*Work request*.
Exact repetition is required: reproduce every line of the data.

---*---

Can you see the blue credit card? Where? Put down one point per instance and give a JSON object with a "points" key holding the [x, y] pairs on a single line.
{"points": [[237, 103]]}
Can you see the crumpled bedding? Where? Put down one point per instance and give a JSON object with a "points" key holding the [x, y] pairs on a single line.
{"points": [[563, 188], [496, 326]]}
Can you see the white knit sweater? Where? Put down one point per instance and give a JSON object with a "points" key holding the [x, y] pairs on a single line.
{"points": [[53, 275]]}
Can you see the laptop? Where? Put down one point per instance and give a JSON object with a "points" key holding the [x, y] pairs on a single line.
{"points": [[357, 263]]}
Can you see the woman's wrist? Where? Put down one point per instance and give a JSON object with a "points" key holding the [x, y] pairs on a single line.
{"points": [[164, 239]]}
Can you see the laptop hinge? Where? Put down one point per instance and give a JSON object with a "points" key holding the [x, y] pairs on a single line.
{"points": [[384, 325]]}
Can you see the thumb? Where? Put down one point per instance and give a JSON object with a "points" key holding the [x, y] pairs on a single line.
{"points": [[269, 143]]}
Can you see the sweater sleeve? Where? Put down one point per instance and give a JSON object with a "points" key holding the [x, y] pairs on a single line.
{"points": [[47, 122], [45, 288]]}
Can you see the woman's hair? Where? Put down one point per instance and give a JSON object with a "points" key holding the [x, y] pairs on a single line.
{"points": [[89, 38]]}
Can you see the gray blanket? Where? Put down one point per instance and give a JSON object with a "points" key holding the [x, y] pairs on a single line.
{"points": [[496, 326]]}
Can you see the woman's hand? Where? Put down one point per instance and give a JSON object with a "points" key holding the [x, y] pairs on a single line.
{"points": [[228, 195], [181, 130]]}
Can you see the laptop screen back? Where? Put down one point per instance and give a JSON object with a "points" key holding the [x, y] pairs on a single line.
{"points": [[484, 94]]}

---*---

*Answer for this exercise*.
Can you see the blue credit card? Where? Put down one point per instance and give a JSON object with a "points" key holding the [x, y] pairs on a single line.
{"points": [[237, 103]]}
Can you see the crumpled bedding? Where? Put down one point per instance and give a JSON object with a "points" key holding the [x, y] pairs on a single line.
{"points": [[563, 188], [496, 326]]}
Can you see the white knit sweater? Where? Put down one point per instance and give a JSON object with a "points" key holding the [x, y] pairs on a single line.
{"points": [[53, 275]]}
Can you see the laptop? Where? Put down one point per instance and give a JSON object with a "points" key holding the [x, y] pairs on a single line.
{"points": [[357, 263]]}
Can you see the woman's wrist? Where? Put down one point per instance and give a JSON object with a "points" key holding the [x, y] pairs on a single line.
{"points": [[164, 239]]}
Can you see the laptop hinge? Where? Put down one point per instance and give a JSON object with a "points" key holding the [x, y] pairs on a single line.
{"points": [[384, 325]]}
Can you see the thumb? Where? Put down one point per instance and give a JSON object with a "points" key holding the [x, y] pairs on a single line.
{"points": [[269, 143]]}
Can you see the sweater sleeve? Where? Put down one point per instance and give a JSON object with a "points" key holding the [x, y] pairs on a single line.
{"points": [[47, 122], [45, 288]]}
Can you see the woman's hair? Where? Put down one point per instance and give a JSON object with a "points" key holding the [x, y] pairs on a single line.
{"points": [[89, 38]]}
Can you see the gray blanket? Where? Put down one point per instance and give a JSON object with a "points" key holding the [x, y] pairs on a single line.
{"points": [[496, 326]]}
Can you see the woman's hand? Where? Put down one point per instance and give a JSON object with a "points" key holding the [x, y] pairs on a single line.
{"points": [[228, 195], [181, 130]]}
Can you see the laptop screen back? Where? Put down one point per instance and give a JSON object with a "points" key holding the [x, y] pairs on a single line.
{"points": [[484, 94]]}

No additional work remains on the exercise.